→ **GIVEN PASSAGE**:
INDIE SPOTLIGHT: Interview with ‘The Baltimorons’ Filmmakers Jay Duplass and Michael Strassner

Jay Duplass and Michael Strassner discuss the challenges of making independent films, the importance of ‘Yes, and…’ in their creative process as filmmakers, and more.

On Christmas Eve, Cliff, a newly sober improv comedian, cracks a tooth and lands in the emergency care of Didi, an older no-nonsense dentist. What begins as a routine check-up sparks an unpredictable evening of misadventures. Together, Cliff and Didi fight to overcome being shut out by their families, face their biggest fears, and discover their own surprising and tender connection.

Why, oh why, did we have to wait 14 years for Jay Duplass to get back in the director’s chair to make another feature indie darling? (Yes, we’ve seen his work in the TV space, but…) Well, that 14-year-long stretch was well worth it. Thanks to his recent collaboration with actor and comedian Michael Strassner, these two created a heart-melting comedy with their Audience Award-winning indie feature, The Baltimorons. It’s dark, satirical, and grounded in this “day in the life” run around on Christmas Eve.

Jay Duplass and Michael Strassner discuss with Script their initial meeting of minds, tapping into Michal’s personal story to structure the film’s narrative, the challenges of making independent films, the importance of ‘Yes, and…’ in their creative process as filmmakers, and so much more.

The Baltimorons (2025). Courtesy of Jessie Cohen. An Independent Film Company Release.

This interview has been edited for content and clarity.

Sadie Dean: A movie we all didn't know we needed right now!

Jay Duplass: We're making a little independent film in the age of TikTok, with no movie stars, even though that one is about to be a movie star. And to go to South by with it and win the Audience Award, up against extremely more expensive movies and higher profile movies. And to get a theatrical release right now...I think we've all been programmed to think that just doesn't happen anymore. So, it's been a wild dream come true. 

We definitely made this on the tail end of the pandemic and the strikes and just when stuff felt like it was just over. It just feels like a dream that we're sitting here with you, talking to you about this, and on the verge of having a significant theatrical release.

Sadie: There’s hope for indie films after all. Michael, I was reading about how you took a shot in the dark to reach out to Jay to collaborate. Was this story idea already cooking, and did you have an idea already cementd that you wanted Jay to put his lens on this?

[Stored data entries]
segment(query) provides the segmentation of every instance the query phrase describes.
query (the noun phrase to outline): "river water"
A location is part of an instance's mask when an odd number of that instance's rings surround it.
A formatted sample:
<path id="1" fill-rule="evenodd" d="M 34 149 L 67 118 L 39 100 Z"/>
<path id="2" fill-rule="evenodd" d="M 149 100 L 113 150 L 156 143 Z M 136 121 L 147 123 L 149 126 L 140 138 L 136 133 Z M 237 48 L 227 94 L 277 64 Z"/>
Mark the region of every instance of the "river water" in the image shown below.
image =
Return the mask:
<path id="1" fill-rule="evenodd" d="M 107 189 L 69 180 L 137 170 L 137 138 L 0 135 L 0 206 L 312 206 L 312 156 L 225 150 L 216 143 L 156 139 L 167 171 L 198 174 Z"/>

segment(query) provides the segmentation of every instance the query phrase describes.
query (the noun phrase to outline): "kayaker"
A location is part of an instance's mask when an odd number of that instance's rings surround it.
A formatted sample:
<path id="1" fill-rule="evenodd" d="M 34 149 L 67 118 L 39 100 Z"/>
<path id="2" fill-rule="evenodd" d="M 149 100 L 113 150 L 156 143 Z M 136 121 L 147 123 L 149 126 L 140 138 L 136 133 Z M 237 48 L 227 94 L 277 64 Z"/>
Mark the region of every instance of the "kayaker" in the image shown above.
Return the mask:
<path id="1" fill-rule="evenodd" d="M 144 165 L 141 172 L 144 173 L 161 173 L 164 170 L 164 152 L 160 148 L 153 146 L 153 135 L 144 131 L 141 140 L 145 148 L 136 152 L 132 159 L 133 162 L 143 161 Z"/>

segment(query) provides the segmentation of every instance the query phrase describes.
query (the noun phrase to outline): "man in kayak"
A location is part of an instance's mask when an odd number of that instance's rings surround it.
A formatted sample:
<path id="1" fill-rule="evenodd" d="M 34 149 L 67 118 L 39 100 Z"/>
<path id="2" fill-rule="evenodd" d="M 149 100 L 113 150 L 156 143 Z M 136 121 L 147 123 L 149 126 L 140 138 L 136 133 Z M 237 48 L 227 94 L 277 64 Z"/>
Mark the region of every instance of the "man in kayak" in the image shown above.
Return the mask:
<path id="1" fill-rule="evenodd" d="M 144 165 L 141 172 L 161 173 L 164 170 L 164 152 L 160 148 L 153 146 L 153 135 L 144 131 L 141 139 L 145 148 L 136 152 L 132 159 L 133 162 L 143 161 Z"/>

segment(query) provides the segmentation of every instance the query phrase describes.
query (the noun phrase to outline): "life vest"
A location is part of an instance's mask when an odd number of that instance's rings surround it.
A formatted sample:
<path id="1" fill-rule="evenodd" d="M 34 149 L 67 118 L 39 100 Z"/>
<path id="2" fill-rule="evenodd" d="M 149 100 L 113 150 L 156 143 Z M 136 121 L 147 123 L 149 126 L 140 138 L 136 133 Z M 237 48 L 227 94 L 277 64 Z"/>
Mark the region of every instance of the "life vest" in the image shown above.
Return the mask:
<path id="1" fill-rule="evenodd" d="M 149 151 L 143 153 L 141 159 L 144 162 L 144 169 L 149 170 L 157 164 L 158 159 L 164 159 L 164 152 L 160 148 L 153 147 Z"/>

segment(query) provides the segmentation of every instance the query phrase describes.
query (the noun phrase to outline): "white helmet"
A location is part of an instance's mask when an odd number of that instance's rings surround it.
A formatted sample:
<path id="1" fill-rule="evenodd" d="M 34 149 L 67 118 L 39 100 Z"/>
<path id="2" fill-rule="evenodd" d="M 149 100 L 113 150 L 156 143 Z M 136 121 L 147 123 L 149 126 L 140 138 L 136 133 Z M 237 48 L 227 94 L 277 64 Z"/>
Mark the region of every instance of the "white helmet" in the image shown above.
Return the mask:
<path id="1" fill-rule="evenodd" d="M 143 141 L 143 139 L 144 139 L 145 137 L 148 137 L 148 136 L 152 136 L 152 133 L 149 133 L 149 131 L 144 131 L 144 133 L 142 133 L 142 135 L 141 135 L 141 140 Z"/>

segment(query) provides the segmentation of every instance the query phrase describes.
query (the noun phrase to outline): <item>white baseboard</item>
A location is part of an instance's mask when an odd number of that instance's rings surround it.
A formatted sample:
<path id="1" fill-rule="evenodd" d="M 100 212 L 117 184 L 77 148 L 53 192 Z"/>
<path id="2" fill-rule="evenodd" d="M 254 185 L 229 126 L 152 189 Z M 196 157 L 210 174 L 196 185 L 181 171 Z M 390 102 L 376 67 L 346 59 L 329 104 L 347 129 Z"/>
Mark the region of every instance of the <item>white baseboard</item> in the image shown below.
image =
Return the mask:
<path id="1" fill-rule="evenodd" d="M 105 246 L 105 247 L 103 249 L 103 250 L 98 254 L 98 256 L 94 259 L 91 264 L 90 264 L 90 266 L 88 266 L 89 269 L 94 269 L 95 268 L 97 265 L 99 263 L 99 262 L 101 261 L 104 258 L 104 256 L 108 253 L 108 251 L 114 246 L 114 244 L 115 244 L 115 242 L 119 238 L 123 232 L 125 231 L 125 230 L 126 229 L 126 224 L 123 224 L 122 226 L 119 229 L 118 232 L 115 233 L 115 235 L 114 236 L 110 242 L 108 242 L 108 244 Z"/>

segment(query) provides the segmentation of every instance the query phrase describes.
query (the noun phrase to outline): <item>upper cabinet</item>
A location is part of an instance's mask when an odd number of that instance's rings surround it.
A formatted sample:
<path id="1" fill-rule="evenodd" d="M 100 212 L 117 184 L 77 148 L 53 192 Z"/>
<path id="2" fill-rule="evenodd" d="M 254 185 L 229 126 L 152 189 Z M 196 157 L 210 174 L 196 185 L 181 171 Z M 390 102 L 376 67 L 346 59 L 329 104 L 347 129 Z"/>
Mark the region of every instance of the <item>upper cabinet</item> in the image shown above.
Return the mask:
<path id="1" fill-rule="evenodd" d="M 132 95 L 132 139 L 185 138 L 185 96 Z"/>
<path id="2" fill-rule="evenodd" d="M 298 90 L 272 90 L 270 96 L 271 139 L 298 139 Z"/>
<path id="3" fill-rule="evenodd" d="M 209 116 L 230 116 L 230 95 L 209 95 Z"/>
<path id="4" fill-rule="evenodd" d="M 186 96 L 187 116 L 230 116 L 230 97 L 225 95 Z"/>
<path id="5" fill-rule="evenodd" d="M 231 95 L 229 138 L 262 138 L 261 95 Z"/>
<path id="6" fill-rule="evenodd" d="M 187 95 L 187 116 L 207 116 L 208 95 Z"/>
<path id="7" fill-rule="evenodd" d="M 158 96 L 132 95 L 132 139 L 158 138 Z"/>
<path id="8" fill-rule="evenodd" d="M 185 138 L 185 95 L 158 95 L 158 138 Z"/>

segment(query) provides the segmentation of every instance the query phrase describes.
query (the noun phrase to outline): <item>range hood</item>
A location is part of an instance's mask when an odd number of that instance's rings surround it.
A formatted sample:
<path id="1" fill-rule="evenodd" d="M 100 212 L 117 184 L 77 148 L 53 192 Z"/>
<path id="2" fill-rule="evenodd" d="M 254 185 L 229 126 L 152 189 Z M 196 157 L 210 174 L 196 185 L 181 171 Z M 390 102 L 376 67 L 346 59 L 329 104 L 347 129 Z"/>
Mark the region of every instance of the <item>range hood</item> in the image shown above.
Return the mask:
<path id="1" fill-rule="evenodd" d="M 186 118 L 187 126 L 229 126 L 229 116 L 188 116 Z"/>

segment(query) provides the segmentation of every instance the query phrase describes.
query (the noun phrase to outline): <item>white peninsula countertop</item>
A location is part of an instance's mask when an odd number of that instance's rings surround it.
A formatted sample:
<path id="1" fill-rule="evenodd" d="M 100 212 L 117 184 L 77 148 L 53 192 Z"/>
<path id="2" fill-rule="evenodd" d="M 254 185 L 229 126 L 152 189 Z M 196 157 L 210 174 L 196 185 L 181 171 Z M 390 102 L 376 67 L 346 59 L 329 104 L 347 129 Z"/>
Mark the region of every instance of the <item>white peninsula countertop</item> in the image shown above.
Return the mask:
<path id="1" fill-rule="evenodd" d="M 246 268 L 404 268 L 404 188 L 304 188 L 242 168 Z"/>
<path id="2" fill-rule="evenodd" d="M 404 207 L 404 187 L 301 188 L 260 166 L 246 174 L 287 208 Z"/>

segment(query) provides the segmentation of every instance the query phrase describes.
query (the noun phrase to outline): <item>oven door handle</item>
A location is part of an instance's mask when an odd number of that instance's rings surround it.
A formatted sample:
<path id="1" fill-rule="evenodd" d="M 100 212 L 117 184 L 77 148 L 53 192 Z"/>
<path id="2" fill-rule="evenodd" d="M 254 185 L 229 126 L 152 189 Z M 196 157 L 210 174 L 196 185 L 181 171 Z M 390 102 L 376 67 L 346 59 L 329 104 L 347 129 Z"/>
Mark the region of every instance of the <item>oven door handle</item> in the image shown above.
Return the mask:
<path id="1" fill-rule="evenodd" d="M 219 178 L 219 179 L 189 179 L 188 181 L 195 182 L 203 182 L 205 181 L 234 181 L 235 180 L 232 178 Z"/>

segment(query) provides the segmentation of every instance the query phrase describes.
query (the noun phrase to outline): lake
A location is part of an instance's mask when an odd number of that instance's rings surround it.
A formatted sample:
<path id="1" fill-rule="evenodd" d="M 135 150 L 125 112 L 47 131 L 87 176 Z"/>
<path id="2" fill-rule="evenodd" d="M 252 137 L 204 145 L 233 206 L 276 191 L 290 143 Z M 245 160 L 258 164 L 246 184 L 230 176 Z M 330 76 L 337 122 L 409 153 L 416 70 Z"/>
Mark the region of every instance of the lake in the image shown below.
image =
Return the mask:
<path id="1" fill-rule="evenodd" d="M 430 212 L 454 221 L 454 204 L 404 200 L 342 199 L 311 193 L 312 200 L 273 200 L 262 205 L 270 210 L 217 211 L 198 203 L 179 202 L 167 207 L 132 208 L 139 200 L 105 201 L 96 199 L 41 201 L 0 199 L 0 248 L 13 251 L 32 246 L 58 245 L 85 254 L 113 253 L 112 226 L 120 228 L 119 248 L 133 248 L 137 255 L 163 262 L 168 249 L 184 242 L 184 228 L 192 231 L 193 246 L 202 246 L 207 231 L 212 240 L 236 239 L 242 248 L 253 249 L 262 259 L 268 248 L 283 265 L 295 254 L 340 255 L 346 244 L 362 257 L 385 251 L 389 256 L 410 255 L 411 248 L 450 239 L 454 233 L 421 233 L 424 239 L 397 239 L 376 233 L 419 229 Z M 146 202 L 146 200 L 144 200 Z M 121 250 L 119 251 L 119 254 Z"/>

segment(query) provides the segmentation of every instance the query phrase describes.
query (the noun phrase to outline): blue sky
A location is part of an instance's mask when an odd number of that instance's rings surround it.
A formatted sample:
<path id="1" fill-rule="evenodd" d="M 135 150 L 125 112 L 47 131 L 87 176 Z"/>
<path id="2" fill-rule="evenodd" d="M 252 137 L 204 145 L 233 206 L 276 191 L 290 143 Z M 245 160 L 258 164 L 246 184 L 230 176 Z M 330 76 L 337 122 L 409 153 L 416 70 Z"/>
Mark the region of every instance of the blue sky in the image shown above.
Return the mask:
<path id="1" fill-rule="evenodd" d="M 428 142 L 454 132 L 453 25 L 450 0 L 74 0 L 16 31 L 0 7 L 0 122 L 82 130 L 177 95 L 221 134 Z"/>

→ **LIST OF TASKS**:
1. In the interview with The Baltimorons filmmakers, what award did the film win?
2. In the interview with The Baltimorons filmmakers, substitute "New Year's Eve" for "Christmas Eve" and give the passage from "Jay Duplass and Michael Strassner discuss the" up to and including "and tender connection.".
3. Resume the interview with The Baltimorons filmmakers from the point where it stops.
This data was drawn from a separate source.

→ **OUTPUTS IN ORDER**:
1. The Audience Award, at South by.

2.
Jay Duplass and Michael Strassner discuss the challenges of making independent films, the importance of ‘Yes, and…’ in their creative process as filmmakers, and more.

On New Year's Eve, Cliff, a newly sober improv comedian, cracks a tooth and lands in the emergency care of Didi, an older no-nonsense dentist. What begins as a routine check-up sparks an unpredictable evening of misadventures. Together, Cliff and Didi fight to overcome being shut out by their families, face their biggest fears, and discover their own surprising and tender connection.

3.
Michael Strassner: Well, I DM’d Christopher Nolan first. [laughs] No, I truly saw that Jay followed me, and I was like, ‘This is the coolest thing ever.’ I've looked up to this guy since I started watching independent movies. In 2005, I was in high school, and I remember seeing The Puffy Chair… and to have this guy follow me… this guy always talks about just going out and creating stuff… I want to send him something to see if he can help me get it going. No matter what, I'm going to shoot it, but I might as well just take my shot with him. And I reached out, and he got back to me six months later, and he was like, 'Please stop messaging me. This is too much.' [laughs] He said...

Jay: More dancing, less messaging!

Michael: [laughs] And he helped me, and this is the thing that gets me, and it kind of makes me emotional, because twice when I was writing the thing, and also when I made the thing, he took time…

Jay: This was a short film he was making, not our movie, by the way.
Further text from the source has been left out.